Dataset excerpts:
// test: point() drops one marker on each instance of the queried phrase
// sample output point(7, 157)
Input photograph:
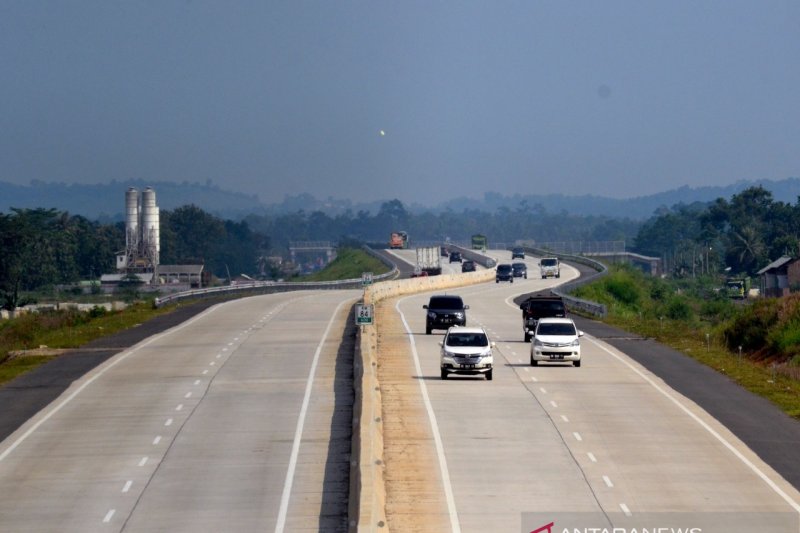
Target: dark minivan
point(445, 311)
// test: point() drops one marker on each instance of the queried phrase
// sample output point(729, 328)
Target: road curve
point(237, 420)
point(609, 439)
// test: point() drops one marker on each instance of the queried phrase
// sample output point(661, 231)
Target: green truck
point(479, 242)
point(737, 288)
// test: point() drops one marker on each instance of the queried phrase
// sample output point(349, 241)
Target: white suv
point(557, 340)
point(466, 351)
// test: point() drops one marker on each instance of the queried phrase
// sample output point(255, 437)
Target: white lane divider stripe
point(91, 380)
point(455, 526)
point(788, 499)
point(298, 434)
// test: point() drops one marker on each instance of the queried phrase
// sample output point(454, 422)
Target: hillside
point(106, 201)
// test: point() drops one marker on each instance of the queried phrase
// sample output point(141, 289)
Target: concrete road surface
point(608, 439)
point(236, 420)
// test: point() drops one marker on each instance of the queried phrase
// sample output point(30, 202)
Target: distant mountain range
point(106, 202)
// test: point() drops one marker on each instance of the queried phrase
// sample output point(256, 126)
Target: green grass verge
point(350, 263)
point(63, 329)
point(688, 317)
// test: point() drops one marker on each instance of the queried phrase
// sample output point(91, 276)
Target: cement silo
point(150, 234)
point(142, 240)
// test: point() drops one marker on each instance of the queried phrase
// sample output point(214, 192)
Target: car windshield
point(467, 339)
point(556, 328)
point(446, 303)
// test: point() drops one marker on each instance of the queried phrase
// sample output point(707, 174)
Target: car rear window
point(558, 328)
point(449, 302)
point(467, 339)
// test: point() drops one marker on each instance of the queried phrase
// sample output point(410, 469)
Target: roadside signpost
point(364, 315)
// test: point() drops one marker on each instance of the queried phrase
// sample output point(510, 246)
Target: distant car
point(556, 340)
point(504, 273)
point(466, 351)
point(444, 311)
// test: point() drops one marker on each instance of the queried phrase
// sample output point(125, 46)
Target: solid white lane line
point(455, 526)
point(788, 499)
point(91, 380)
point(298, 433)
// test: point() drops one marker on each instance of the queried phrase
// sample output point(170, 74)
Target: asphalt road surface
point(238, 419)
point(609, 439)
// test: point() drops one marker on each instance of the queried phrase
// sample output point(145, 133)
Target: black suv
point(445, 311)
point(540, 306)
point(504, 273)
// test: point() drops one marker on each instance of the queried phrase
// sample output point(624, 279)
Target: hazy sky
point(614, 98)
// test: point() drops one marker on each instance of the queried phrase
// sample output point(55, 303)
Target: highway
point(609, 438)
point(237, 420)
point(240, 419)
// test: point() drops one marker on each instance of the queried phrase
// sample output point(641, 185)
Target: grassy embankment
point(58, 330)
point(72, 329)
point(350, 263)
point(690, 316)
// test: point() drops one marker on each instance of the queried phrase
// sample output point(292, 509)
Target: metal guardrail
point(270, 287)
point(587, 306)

- _WHAT THE TASK ASKS_
Copy every line above exactly; images stay out.

- _SOLUTION_
// test: point() drops one marker on each instance of the queried phrase
// sample output point(7, 157)
Input photograph:
Target: dark minivan
point(445, 311)
// test: point() drops one marker on each instance of the queried phrase
// sample output point(729, 328)
Target: road curve
point(237, 420)
point(609, 439)
// test: point() drops one marker on each instance of the queried phrase
// sample output point(661, 231)
Target: green truck
point(479, 242)
point(737, 288)
// test: point() drops one marker on each instance of the queried phrase
// sample output point(349, 241)
Target: white suv
point(557, 340)
point(466, 351)
// test: point() drops one marker on each instance of the queried phrase
// sample output point(255, 437)
Target: white lane divider stripe
point(91, 380)
point(455, 526)
point(788, 499)
point(298, 434)
// test: point() drops one marker on each instance of the queried phrase
// sample output point(454, 422)
Target: hillside
point(106, 201)
// test: point() drops one marker on each instance of the queried phrase
// sample output point(141, 289)
Target: concrete road surface
point(608, 439)
point(236, 420)
// test: point() drops one marker on each instance of the queried phrase
// sample output point(30, 202)
Target: distant mountain range
point(106, 202)
// test: point() drops one marker on each instance of the queried phrase
// sample output point(256, 126)
Target: green grass verge
point(350, 263)
point(63, 329)
point(688, 317)
// test: point() drops one marker on each instance of the queried phrase
// sample output point(91, 276)
Target: cement silo
point(150, 234)
point(142, 240)
// test: point() drops one marker on each instance of the queried phrase
// sample output point(214, 192)
Target: car windshield
point(467, 339)
point(556, 328)
point(446, 303)
// test: point() drops one marker on each instance of the queried phrase
// sample output point(707, 174)
Target: car rear window
point(558, 328)
point(449, 302)
point(467, 339)
// test: point() drops one marker on each instance of the queried phrase
// sample output point(410, 469)
Target: roadside signpost
point(364, 315)
// test: point() drops one marker on each instance of the queried phrase
// sample output point(510, 246)
Target: distant car
point(556, 340)
point(504, 273)
point(466, 351)
point(444, 311)
// test: point() drops one marker on each instance of the queried phrase
// sample output point(125, 46)
Target: solid white lane line
point(455, 526)
point(788, 499)
point(91, 380)
point(298, 433)
// test: point() drops one marker on each instance of the queried phrase
// sample output point(170, 74)
Target: asphalt road surface
point(238, 419)
point(609, 439)
// test: point() drops one marker on each instance of the queried phrase
// sample output point(145, 133)
Target: black suv
point(445, 311)
point(540, 306)
point(504, 273)
// test: point() drops one marker on each instance of the queried phrase
// sample output point(624, 279)
Target: hazy sky
point(614, 98)
// test: point() drops one marker on each instance of the queried phrase
// sample output point(55, 303)
Target: highway
point(609, 438)
point(237, 420)
point(240, 419)
// test: point() drops one marker on each instance of the queried phrase
// sample output point(641, 185)
Target: grassy embankment
point(58, 330)
point(72, 329)
point(350, 263)
point(690, 316)
// test: point() drops one marker on each instance of the queried phrase
// sample output point(292, 509)
Target: metal guardrail
point(270, 287)
point(587, 306)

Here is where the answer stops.